--- begin DATA ---
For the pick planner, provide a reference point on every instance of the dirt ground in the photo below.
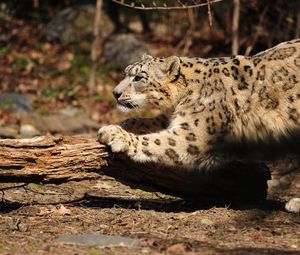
(33, 217)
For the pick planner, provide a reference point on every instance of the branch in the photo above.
(95, 51)
(182, 6)
(51, 159)
(235, 27)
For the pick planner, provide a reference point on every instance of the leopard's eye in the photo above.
(137, 78)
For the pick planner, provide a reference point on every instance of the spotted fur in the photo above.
(205, 104)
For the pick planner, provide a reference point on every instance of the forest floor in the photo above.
(34, 216)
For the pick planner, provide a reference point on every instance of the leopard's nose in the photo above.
(116, 94)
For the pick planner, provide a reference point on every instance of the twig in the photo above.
(235, 27)
(256, 34)
(95, 51)
(209, 12)
(155, 7)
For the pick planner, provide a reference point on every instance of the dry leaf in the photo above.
(62, 210)
(102, 185)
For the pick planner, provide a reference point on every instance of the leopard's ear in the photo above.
(146, 57)
(127, 69)
(172, 65)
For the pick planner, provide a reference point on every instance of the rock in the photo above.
(98, 239)
(176, 249)
(120, 50)
(28, 131)
(75, 24)
(65, 121)
(9, 131)
(293, 205)
(273, 185)
(15, 101)
(207, 222)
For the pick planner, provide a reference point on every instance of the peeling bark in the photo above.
(51, 159)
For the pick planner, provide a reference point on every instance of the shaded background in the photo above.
(45, 53)
(46, 74)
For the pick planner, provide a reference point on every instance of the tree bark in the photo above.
(51, 159)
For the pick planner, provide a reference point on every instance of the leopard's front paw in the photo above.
(115, 137)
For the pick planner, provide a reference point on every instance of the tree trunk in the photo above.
(51, 159)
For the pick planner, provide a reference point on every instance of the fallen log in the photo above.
(49, 159)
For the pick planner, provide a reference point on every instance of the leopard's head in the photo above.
(150, 82)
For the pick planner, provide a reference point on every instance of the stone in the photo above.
(176, 249)
(15, 102)
(9, 131)
(98, 239)
(120, 50)
(293, 205)
(207, 222)
(28, 131)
--- end DATA ---
● **WHAT YOU ARE ASKED TO DO**
Extract the full listing exactly, with the pictures left out.

● **REPLY**
For the pick planner, provide a reference point on every instance of the dirt ground in the photo below.
(33, 217)
For the pick planner, provide a reference point on every instance of the branch in the photo above.
(95, 51)
(182, 6)
(51, 159)
(235, 27)
For the pick planner, provide a reference point on every instance of the leopard's eye in the photo above.
(137, 78)
For the pick planner, provide a reference point on every instance of the spotted fur in the photo above.
(205, 104)
For the pick planner, provide a reference point on every instance of the forest floor in the photo above.
(34, 216)
For the pick planner, provide a reference point on every instance of the leopard's nose in the photo above.
(116, 94)
For the pick planner, provide a reference point on every instance of the twig in the photo above.
(235, 27)
(256, 34)
(95, 51)
(209, 12)
(155, 7)
For the pick planner, provide a reference point on every instance of the dry leaf in the photo above.
(62, 210)
(102, 185)
For the pick planner, provide a reference point on every instance of the leopard's ear in the photo above.
(146, 57)
(127, 69)
(172, 65)
For the pick planner, provide a reference point on every instance of the rock in the photo above.
(98, 239)
(176, 249)
(120, 50)
(28, 131)
(75, 24)
(65, 121)
(9, 131)
(293, 205)
(273, 185)
(15, 101)
(207, 222)
For the pick planner, provide a reference point on every instance of the peeling bark in the photo above.
(51, 159)
For the pick planner, provide a reference point on every instance of the shaded background in the photo above.
(45, 53)
(46, 74)
For the pick planner, provide a reference point on every instance of the tree bark in the photo above.
(51, 159)
For the pick planner, provide a reference point on every instance of the leopard's front paw in the photo above.
(115, 137)
For the pick planner, provide a reference point on every instance of the tree trunk in the photo above.
(51, 159)
For the pick planner, provide a reference point on every instance of the fallen log in the photo above.
(49, 159)
For the pick planner, provide a reference point on every instance of the leopard's head in the photo above.
(150, 82)
For the pick planner, provide a reference point on every instance of the stone in the photo above.
(176, 249)
(15, 102)
(9, 131)
(98, 239)
(120, 50)
(293, 205)
(207, 222)
(28, 131)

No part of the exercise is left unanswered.